TASK BRIEF
Reproduce every item below verbatim, keeping each line as it appears.

[EXTRACTED MATERIAL start]

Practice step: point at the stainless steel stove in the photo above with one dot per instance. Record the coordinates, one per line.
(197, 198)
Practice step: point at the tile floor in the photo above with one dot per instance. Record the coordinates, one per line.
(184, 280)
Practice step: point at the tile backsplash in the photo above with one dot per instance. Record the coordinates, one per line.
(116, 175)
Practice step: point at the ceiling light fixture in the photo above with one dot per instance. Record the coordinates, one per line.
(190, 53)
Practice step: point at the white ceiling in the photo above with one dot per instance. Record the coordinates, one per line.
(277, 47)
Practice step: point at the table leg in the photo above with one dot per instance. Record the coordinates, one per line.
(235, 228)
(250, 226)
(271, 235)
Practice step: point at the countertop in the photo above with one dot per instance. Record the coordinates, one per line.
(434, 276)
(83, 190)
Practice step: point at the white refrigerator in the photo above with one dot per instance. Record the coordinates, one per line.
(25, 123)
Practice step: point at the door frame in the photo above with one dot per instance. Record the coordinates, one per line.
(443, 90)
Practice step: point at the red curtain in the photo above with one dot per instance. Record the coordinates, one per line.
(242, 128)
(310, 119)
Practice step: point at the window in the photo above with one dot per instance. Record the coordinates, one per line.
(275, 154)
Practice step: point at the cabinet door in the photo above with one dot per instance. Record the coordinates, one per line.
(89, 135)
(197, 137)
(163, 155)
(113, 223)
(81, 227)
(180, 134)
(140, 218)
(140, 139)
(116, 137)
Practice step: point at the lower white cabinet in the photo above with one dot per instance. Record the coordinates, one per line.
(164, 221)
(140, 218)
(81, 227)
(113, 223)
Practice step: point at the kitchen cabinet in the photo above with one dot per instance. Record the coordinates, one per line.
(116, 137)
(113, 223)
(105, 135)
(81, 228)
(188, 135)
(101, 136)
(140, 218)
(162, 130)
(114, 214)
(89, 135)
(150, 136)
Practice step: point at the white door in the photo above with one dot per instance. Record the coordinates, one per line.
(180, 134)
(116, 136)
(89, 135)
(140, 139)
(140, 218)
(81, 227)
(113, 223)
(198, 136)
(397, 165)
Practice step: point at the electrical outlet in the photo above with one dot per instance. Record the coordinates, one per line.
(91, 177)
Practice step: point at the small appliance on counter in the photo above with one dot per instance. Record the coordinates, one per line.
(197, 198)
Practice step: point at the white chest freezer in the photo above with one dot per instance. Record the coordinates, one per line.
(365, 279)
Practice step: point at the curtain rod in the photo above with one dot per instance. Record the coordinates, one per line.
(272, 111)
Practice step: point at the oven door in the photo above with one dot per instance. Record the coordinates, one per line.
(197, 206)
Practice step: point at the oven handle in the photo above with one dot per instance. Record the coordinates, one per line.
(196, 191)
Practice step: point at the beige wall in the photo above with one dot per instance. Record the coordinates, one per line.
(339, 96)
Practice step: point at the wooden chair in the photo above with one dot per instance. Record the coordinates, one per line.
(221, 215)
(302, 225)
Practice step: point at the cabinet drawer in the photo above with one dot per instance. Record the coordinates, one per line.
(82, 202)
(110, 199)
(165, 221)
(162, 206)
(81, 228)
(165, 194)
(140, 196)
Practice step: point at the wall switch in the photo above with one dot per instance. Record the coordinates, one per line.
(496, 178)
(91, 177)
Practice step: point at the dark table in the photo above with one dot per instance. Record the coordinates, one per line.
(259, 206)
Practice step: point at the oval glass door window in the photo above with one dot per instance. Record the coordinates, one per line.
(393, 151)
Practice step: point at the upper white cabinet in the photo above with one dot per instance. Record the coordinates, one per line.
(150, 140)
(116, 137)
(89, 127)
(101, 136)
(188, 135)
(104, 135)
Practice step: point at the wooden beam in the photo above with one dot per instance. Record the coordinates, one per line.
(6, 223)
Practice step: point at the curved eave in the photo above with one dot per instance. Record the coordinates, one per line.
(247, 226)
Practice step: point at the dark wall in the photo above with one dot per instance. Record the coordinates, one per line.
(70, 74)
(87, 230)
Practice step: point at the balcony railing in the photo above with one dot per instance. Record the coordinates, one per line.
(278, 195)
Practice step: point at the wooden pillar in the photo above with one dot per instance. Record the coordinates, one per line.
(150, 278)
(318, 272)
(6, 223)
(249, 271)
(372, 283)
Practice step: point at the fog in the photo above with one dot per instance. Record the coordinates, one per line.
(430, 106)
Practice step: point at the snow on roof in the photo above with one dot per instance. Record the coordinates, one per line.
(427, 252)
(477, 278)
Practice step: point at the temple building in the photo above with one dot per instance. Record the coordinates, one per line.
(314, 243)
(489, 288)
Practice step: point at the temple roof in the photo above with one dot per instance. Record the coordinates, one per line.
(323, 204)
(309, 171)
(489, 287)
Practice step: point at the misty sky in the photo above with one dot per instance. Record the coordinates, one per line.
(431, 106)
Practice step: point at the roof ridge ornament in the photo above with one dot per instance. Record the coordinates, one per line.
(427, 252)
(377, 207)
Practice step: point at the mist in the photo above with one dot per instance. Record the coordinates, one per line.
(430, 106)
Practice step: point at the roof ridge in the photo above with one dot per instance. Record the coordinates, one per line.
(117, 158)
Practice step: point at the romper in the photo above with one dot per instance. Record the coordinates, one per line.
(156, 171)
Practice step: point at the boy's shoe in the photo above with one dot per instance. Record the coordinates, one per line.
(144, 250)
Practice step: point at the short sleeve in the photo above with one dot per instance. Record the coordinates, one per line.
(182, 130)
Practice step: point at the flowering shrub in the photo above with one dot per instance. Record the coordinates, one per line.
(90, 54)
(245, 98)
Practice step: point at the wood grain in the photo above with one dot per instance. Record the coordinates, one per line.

[EXTRACTED MATERIAL end]

ANSWER BELOW
Practice step: point at the stainless steel stove in the photo above with one dot per instance. Record the coordinates, one per line.
(197, 198)
Practice step: point at the tile floor in the photo above with one dot per instance. Record the coordinates, one per line.
(184, 280)
Practice step: point at the tile backsplash in the photo above with one dot per instance. Record the coordinates, one per line.
(116, 175)
Practice step: point at the ceiling light fixture in the photo above with one dot per instance. Record the coordinates, one per line.
(190, 53)
Practice step: point at the white ceiling in the photo above with one dot per instance. Record the coordinates, one per line.
(277, 47)
Practice step: point at the table leg in the photo above with one dot per instance. Record the coordinates, one per line.
(235, 228)
(250, 226)
(271, 235)
Practice step: point at the countertop in the photo above with one dot per instance. Record the coordinates, one per line.
(434, 276)
(83, 190)
Practice step: point at the white refrigerator in the photo above with one dot per instance. Record the coordinates, one per line.
(25, 123)
Practice step: point at the door frame in the photo above with one dot per instance. Record the coordinates, one per line.
(443, 90)
Practice step: point at the red curtain in the photo above with one dot per instance. Record the coordinates, one per line.
(242, 128)
(310, 119)
Practice step: point at the window in the photo above with one dot per instance. Record the coordinates, one per line.
(275, 154)
Practice step: point at the cabinet door in the photo above with one dot per instance. Record the coordinates, one per line.
(89, 135)
(197, 137)
(163, 155)
(113, 223)
(81, 227)
(180, 134)
(140, 218)
(140, 139)
(116, 137)
Practice step: point at the lower white cabinet in the photo above with one dot per instance. Record the coordinates, one per line.
(164, 221)
(140, 218)
(81, 227)
(113, 223)
Practice step: point at the kitchen cabinet in the photo above with one dot per instance. Record the coordinates, one per line.
(116, 137)
(113, 223)
(105, 135)
(81, 228)
(188, 135)
(101, 136)
(140, 218)
(162, 130)
(114, 214)
(89, 135)
(150, 136)
Practice step: point at the white door in the photo above with one dot per instance. Record the coordinates, one per line.
(180, 134)
(116, 136)
(89, 135)
(140, 139)
(140, 218)
(81, 227)
(113, 223)
(198, 136)
(397, 165)
Practice step: point at the electrical outlet in the photo above with one dot per instance. Record the coordinates, one per line.
(91, 177)
Practice step: point at the small appliance on counter in the photo above with one dot per instance. Record the coordinates, one per line.
(197, 198)
Practice step: point at the white chest freezer in the photo above with one dot per instance. Record the coordinates, one per line.
(365, 279)
Practice step: point at the curtain rod in the photo above with one dot per instance. Record the coordinates, one per line.
(272, 111)
Practice step: point at the oven door in the photo above with one dot per instance. Record the coordinates, one per line.
(197, 206)
Practice step: point at the oven handle in the photo above with one dot per instance. Record the coordinates, one per line.
(196, 191)
Practice step: point at the beige wall in the photo above with one dot per instance. Record the coordinates, one per line.
(339, 96)
Practice step: point at the wooden chair in the photo above with one dot per instance. Record the coordinates, one per line.
(221, 215)
(302, 225)
Practice step: point at the cabinet drawer in the photo above with one dot per instance. Record the coordinates, one per line.
(82, 202)
(110, 199)
(165, 221)
(162, 206)
(81, 228)
(165, 194)
(140, 196)
Practice step: point at the wall switch in the photo above with one dot per instance. Record the coordinates, one per line.
(496, 178)
(91, 177)
Practice step: point at the dark table in the photo above with one dot per instance. Record the coordinates, one per line.
(259, 206)
Practice step: point at the oval glass door window in the photo above with one dot per instance. Record the coordinates, one per line.
(393, 151)
Practice step: point at the upper white cabinet in the photo above with one dot per instance. Record the coordinates, one per line.
(150, 140)
(116, 137)
(89, 127)
(101, 136)
(188, 135)
(104, 135)
Practice step: point at the wooden beam in the photo above with one dot per instance. Record the coordinates, one per line.
(6, 223)
Practice step: point at the curved eave in the photo above with one dot per instance. Record the coordinates, one per line.
(247, 226)
Practice step: point at the dark wall in the photo above with one dot per instance. Record the coordinates, one per line.
(70, 74)
(87, 230)
Practice step: point at the balcony railing in the photo above with one dot per instance. Record the coordinates, one per line.
(278, 195)
Practice step: point at the wooden pillar in the photo above with one dot per instance. Record the coordinates, one per line.
(150, 278)
(318, 272)
(6, 223)
(249, 271)
(372, 283)
Practice step: point at the fog in the photo above with one dot per instance. Record the coordinates, one per line.
(430, 106)
Practice step: point at the snow on roof in the photo above with one dot per instance. Record the coordinates, one per line.
(427, 252)
(477, 278)
Practice step: point at the temple building in the photo above with one dot per instance. Record the coordinates, one per line.
(314, 243)
(489, 288)
Practice step: point at the temple roof in the photo above with one dot per instance. Record the coordinates, one per line.
(323, 204)
(309, 171)
(489, 287)
Practice step: point at the misty sky in the photo above with one dot per instance. Record the coordinates, one per line.
(431, 106)
Practice step: point at the roof ridge ornament in the photo above with one dot per instance. Record the coordinates, one per line.
(427, 252)
(377, 207)
Practice step: point at the mist in the photo above with one dot per instance. Record the coordinates, one per line.
(430, 106)
Practice step: point at the roof ridge in the photo above with one dot per instance. Record the coordinates, one per line.
(117, 158)
Practice step: point at the romper in the photo above with one dot per instance. Record the coordinates, one per line.
(156, 171)
Practice step: point at the boy's shoe in the photo above with one dot per instance. Record the coordinates, one per line.
(144, 250)
Practice step: point at the short sleeve in the photo above with one dot per instance. Record the coordinates, one per line.
(182, 130)
Practice step: point at the flowering shrub in the photo above with one dot per instance. Record the coordinates, one per line.
(90, 54)
(245, 98)
Practice step: point at the wood grain in the photo above with one dot per instance. Record the coordinates, one per line.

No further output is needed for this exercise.